— 抽出エントリー —
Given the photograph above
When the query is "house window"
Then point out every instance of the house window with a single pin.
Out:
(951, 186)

— 目的 —
各エントリーの行を、「pin」を「point」に置き換えて書き直してください。それ以外の部分はすべてそのままにしてください。

— この課題の解答 —
Given the photograph above
When the query is "house window"
Then point out every instance of the house window with a single point.
Out:
(951, 186)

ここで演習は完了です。